▸ EXERCISE BRIEF: Name every beer that the passage about Horus Aged Ales mentions by name.

▸ SUPPLIED PASSAGE:
----------

Horus, like many other breweries, has had experiences with all the above. He specifically gave the example of how prior to aging, his base beer Plato needs to be a few points higher to account for the thinning of liquid in the oak over time. Beyond that, while originally there used to be a more calculated mindset on how long something needed to be in a barrel, he found through his travels that climate and humidity has a huge, uncontrollable say in how beer aging time is affected. Additionally, sweeter, thicker base beers can often stay in oak longer as they continue to mature and take on more influence from the barrel. In short, experience and travel has allowed Horus to rely less on exact formulas for aging and instead trust the palate and adjust from there.
Letting the Liquid Speak for Itself
Horus Aged Ales was one of, if not the first, pioneers of the “pastry-style” stouts on the West Coast. Over the years he has continued to adjust and develop his barrel-aged beers in particular into what has grown into an impressive and unique selection. Kyle sent an incredible array of varied beers, and really allowed us to explore a true sense of his experimentation.
In taking a look at Double Dose² and Dose In Da Wood, we really got great examples of two of Horus’s favorite adjuncts, Geisha coffee and hazelnuts, and how they worked alongside other popular additions. Both had pastry-forward profiles but with the coffee bringing mild bitterness alongside earthy, caramelly notes from the barrel to add complexity and balance. The hazelnut notes were huge and really brought out a Nutella quality when paired with the chocolate. Dose in Da Wood saw a really interesting and complementary adjunct development from its added aging time in the bottle.
We also explored some really interesting barrel types when tasting Ichor of Osiris and Brazilian Eagle’s Grace. The former being aged in Coconut Rum and the latter in Amburana, we noted how differently each profile was influenced. The Amburana added more savory notes of thyme as well as sweeter notes of gingerbread and bourbon-soaked wood chips. The barrel had faded a bit on Ichor of Osiris but did well to support the adjuncts. That is to say we got brighter fruit flavors, raisin, and sweeter balance to the bitterness imparted by the nuts.

----------

▸ RECORDED INFORMATION:

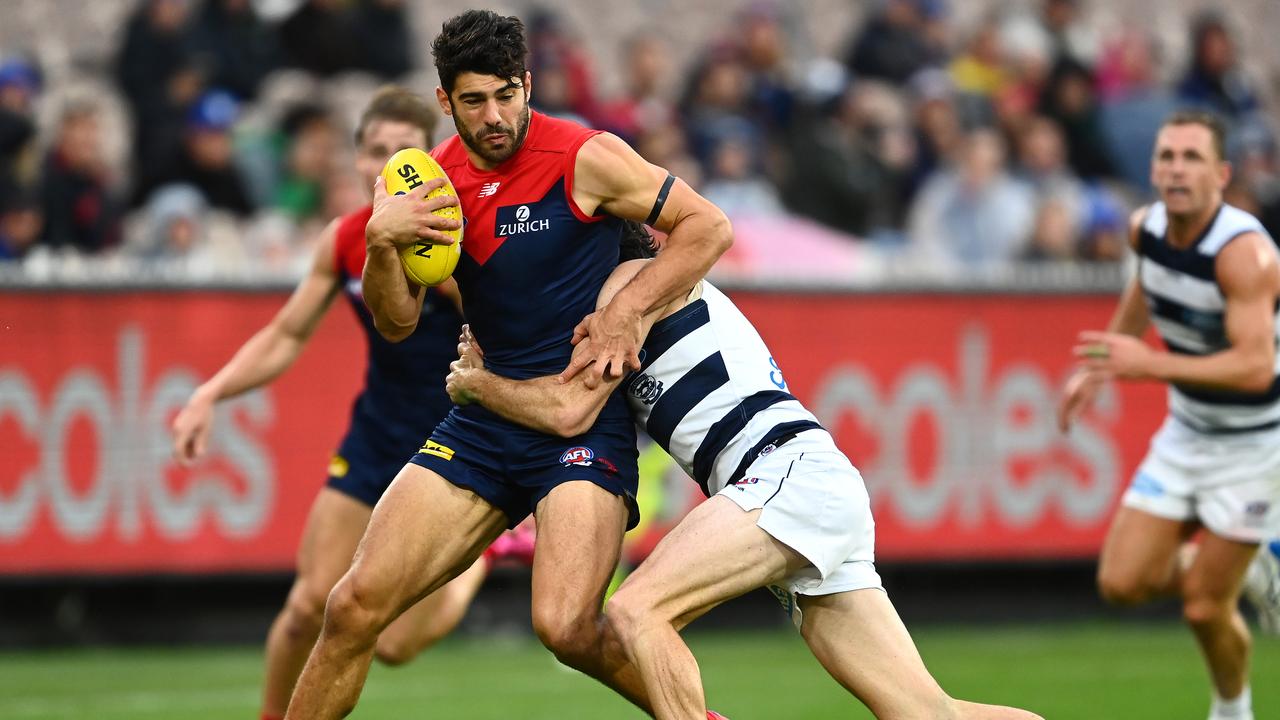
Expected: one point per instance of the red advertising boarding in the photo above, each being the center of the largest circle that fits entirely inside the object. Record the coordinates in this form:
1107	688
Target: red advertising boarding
944	401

----------

▸ THE COMPLETED TASK: Double Dose², Dose In Da Wood, Ichor of Osiris, Brazilian Eagle's Grace